Please write out the entries again, starting from the first one and going on through the line with "130L145 150L161 156L187", with "clicks" changed to "points" and everything else the same. Leave the pictures out.

————

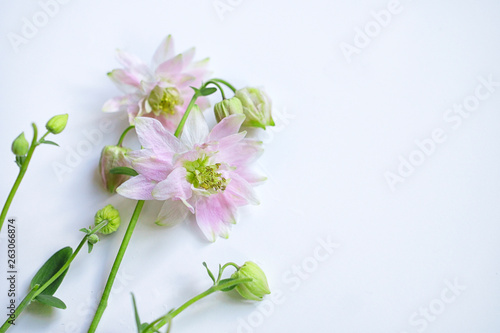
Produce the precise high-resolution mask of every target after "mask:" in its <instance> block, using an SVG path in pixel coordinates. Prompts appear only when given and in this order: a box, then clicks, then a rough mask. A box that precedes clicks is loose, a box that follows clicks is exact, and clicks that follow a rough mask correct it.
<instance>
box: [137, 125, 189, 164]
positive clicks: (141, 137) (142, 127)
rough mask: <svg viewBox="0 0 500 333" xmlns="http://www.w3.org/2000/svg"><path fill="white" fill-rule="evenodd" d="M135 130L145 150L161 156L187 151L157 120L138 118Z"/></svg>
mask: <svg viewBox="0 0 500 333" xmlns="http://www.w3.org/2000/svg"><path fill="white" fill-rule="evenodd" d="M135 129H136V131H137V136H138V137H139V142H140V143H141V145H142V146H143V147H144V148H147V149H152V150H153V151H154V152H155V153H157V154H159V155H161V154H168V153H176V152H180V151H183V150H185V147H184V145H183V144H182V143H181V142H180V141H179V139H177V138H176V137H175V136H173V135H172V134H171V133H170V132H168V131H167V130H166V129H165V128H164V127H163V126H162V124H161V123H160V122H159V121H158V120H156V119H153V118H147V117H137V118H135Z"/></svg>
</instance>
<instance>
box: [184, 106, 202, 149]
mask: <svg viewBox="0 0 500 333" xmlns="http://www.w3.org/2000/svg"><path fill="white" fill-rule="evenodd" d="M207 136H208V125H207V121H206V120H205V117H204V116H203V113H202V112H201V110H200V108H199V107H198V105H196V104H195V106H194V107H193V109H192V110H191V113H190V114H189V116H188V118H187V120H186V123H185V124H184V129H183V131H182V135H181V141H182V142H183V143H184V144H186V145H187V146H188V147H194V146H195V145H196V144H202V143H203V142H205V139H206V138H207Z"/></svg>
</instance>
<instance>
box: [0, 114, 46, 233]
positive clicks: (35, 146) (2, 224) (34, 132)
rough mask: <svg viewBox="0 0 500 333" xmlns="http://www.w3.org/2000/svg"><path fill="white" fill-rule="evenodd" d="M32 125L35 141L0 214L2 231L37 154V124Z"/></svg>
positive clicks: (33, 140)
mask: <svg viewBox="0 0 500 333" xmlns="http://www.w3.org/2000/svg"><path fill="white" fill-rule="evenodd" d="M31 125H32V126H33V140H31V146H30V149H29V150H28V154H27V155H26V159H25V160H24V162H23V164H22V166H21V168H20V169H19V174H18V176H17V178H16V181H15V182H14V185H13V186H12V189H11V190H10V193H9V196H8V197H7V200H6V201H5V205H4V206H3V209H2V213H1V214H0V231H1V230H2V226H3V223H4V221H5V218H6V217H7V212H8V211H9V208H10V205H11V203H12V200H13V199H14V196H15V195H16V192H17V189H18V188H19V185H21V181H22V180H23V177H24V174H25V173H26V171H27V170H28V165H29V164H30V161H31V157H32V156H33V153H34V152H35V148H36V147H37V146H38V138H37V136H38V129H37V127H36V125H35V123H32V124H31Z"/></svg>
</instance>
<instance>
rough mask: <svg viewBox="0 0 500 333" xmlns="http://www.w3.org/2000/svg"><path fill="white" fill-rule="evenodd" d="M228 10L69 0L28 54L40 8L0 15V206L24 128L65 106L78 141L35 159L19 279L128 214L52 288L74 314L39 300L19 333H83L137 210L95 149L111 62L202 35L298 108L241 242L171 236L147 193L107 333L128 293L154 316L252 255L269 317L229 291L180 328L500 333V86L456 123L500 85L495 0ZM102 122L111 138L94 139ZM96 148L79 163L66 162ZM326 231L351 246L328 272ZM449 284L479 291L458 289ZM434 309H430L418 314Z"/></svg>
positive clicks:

————

EXERCISE OUTPUT
Produce the precise high-resolution mask of every target after "mask:" in its <instance> block, using an SVG path in pixel coordinates. Prompts appear only when given and in this order: a box, then points, then a rough mask. A box that precedes points is loose, a box that follows points is exact, and points that follow a rough mask correct it.
<instance>
box: [137, 125, 189, 164]
positive points: (141, 137) (142, 127)
rough mask: <svg viewBox="0 0 500 333" xmlns="http://www.w3.org/2000/svg"><path fill="white" fill-rule="evenodd" d="M135 130L145 150L161 156L187 151L157 120L138 118Z"/></svg>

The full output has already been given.